## [INSTRUCTIONS TO FOLLOW]
Each of the records that follow needs an exact reproduction.
Segment Start: EXTRACTED INFORMATION
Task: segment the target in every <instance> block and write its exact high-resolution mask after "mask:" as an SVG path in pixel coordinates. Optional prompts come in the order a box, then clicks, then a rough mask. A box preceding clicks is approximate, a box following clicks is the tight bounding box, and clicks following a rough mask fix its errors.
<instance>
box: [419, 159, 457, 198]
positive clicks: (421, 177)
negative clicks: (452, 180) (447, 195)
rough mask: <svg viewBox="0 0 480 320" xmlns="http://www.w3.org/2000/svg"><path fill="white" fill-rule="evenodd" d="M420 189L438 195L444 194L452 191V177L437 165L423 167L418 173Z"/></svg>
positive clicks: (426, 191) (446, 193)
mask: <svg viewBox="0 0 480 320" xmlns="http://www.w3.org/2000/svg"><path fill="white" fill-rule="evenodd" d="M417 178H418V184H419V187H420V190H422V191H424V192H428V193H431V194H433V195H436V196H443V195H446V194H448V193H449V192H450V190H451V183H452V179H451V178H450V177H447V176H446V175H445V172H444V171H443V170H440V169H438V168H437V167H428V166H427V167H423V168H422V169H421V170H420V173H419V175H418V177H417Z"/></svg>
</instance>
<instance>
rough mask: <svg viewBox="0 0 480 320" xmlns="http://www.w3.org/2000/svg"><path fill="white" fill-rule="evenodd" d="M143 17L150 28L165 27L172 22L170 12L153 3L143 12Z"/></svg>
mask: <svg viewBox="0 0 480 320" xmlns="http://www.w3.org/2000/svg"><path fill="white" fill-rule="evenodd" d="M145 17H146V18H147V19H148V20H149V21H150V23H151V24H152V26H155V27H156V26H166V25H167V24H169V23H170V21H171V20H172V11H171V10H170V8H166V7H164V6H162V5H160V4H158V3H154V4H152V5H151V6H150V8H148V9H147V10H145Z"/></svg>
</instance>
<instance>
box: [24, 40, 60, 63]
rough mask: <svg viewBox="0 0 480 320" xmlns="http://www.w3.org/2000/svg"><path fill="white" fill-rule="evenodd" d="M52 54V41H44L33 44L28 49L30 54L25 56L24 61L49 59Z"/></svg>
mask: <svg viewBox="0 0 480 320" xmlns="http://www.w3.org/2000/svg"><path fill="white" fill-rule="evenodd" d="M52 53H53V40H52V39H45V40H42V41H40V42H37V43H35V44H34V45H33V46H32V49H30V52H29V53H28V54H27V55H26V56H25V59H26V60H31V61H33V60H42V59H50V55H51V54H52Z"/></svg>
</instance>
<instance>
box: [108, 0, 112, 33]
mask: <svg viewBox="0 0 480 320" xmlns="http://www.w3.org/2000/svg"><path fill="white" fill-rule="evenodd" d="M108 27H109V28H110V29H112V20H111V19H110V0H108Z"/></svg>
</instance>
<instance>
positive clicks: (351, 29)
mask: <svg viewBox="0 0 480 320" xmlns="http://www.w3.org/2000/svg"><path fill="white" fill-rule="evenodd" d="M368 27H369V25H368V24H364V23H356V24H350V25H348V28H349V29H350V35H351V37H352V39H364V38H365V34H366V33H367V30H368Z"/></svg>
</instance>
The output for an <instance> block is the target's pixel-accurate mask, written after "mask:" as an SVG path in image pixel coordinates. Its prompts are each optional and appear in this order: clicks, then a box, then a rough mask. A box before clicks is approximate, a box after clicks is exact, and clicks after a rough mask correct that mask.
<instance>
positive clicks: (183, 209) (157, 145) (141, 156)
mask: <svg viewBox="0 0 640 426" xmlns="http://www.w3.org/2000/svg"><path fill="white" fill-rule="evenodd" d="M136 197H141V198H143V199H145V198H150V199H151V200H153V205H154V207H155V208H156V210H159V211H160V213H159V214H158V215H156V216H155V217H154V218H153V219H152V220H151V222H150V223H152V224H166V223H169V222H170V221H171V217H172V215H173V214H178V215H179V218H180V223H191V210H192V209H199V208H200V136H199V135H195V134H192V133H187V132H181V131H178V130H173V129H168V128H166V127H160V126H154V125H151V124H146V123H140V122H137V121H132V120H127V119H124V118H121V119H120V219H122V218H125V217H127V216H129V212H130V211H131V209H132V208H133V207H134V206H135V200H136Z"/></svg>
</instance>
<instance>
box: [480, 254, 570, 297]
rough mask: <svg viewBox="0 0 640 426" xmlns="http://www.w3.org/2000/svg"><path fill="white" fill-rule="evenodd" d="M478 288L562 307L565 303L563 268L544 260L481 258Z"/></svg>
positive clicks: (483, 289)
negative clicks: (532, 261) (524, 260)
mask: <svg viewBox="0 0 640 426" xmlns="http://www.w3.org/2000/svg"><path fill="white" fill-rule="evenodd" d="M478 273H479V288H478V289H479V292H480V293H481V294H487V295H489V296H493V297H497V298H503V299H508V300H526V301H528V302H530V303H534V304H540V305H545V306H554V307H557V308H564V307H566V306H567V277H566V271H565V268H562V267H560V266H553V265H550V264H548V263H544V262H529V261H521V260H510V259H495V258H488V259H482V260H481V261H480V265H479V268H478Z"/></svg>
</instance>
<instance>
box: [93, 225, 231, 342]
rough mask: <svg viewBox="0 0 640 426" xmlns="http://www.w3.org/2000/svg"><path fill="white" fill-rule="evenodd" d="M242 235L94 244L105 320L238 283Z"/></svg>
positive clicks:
Segment End: EXTRACTED INFORMATION
## [ANSWER AREA]
Task: segment the target in every <instance> block and write its exact high-resolution mask after "mask:" as an SVG path in pixel coordinates. Optional prompts come in the order a box, then clicks, then a rough mask. A box preceding clicks is approximate, a box following clicks is the tight bounding box, and clicks following a rough mask fix its errors.
<instance>
box: [419, 159, 457, 198]
positive clicks: (421, 177)
negative clicks: (452, 180) (447, 195)
rough mask: <svg viewBox="0 0 480 320" xmlns="http://www.w3.org/2000/svg"><path fill="white" fill-rule="evenodd" d="M420 189L438 195L444 194L452 191V177L437 165L423 167L418 173Z"/></svg>
positive clicks: (426, 191) (446, 193)
mask: <svg viewBox="0 0 480 320" xmlns="http://www.w3.org/2000/svg"><path fill="white" fill-rule="evenodd" d="M417 178H418V184H419V187H420V190H422V191H424V192H428V193H431V194H433V195H436V196H443V195H446V194H448V193H449V192H450V190H451V183H452V179H451V178H450V177H447V176H446V175H445V172H444V171H443V170H440V169H438V168H437V167H428V166H427V167H423V168H422V169H421V170H420V173H419V175H418V177H417Z"/></svg>
</instance>
<instance>
rough mask: <svg viewBox="0 0 480 320" xmlns="http://www.w3.org/2000/svg"><path fill="white" fill-rule="evenodd" d="M143 17L150 28L165 27L172 22L170 12L153 3L143 12Z"/></svg>
mask: <svg viewBox="0 0 480 320" xmlns="http://www.w3.org/2000/svg"><path fill="white" fill-rule="evenodd" d="M145 17H146V18H147V19H148V20H149V21H150V23H151V24H152V26H155V27H156V26H166V25H167V24H169V23H170V21H171V20H172V11H171V10H170V8H166V7H164V6H162V5H160V4H158V3H154V4H152V5H151V6H150V8H148V9H147V10H145Z"/></svg>
</instance>
<instance>
box: [24, 40, 60, 63]
rough mask: <svg viewBox="0 0 480 320" xmlns="http://www.w3.org/2000/svg"><path fill="white" fill-rule="evenodd" d="M52 54V41H44L33 44L28 49L30 54L25 56L24 61L49 59Z"/></svg>
mask: <svg viewBox="0 0 480 320" xmlns="http://www.w3.org/2000/svg"><path fill="white" fill-rule="evenodd" d="M52 53H53V40H52V39H45V40H42V41H40V42H37V43H35V44H34V45H33V46H32V49H30V52H29V53H28V54H27V55H26V56H25V59H26V60H31V61H33V60H42V59H50V55H51V54H52Z"/></svg>
</instance>
<instance>
box: [108, 0, 112, 33]
mask: <svg viewBox="0 0 480 320" xmlns="http://www.w3.org/2000/svg"><path fill="white" fill-rule="evenodd" d="M108 27H109V28H110V29H112V20H111V19H110V0H108Z"/></svg>
</instance>
<instance>
positive clicks: (351, 29)
mask: <svg viewBox="0 0 480 320" xmlns="http://www.w3.org/2000/svg"><path fill="white" fill-rule="evenodd" d="M368 27H369V25H368V24H364V23H356V24H350V25H348V28H349V29H350V35H351V37H352V39H364V38H365V34H366V33H367V30H368Z"/></svg>
</instance>
The output for an <instance> block is the target's pixel-accurate mask, written after "mask:" as an SVG path in image pixel coordinates. Its prompts are each optional and appear in this order: clicks, then a box, then a rough mask. A box before clicks is approximate, a box after clicks is exact, and clicks after a rough mask correct that mask.
<instance>
positive clicks: (183, 209) (157, 145) (141, 156)
mask: <svg viewBox="0 0 640 426" xmlns="http://www.w3.org/2000/svg"><path fill="white" fill-rule="evenodd" d="M136 197H141V198H143V199H145V198H150V199H151V200H153V205H154V207H155V208H156V210H159V211H160V213H159V214H158V215H156V216H155V217H154V218H153V219H152V220H151V222H150V223H152V224H166V223H169V222H170V221H171V217H172V215H173V214H178V215H179V218H180V223H191V210H192V209H199V208H200V136H199V135H195V134H192V133H187V132H181V131H178V130H173V129H168V128H166V127H160V126H154V125H151V124H146V123H140V122H137V121H132V120H127V119H124V118H121V119H120V219H122V218H125V217H127V216H129V212H130V211H131V209H132V208H133V207H134V206H135V200H136Z"/></svg>
</instance>
<instance>
box: [480, 254, 570, 297]
rough mask: <svg viewBox="0 0 640 426" xmlns="http://www.w3.org/2000/svg"><path fill="white" fill-rule="evenodd" d="M478 288L562 307L565 303L563 268L544 260L481 258Z"/></svg>
positive clicks: (483, 289)
negative clicks: (532, 261) (524, 260)
mask: <svg viewBox="0 0 640 426" xmlns="http://www.w3.org/2000/svg"><path fill="white" fill-rule="evenodd" d="M478 273H479V288H478V289H479V292H480V293H481V294H487V295H489V296H493V297H497V298H503V299H508V300H526V301H528V302H530V303H534V304H540V305H545V306H554V307H557V308H564V307H566V306H567V277H566V271H565V268H562V267H560V266H553V265H550V264H548V263H544V262H529V261H521V260H510V259H495V258H488V259H482V260H481V261H480V265H479V268H478Z"/></svg>
</instance>
<instance>
box: [93, 225, 231, 342]
rough mask: <svg viewBox="0 0 640 426" xmlns="http://www.w3.org/2000/svg"><path fill="white" fill-rule="evenodd" d="M242 235L94 244L105 320L238 283Z"/></svg>
positive clicks:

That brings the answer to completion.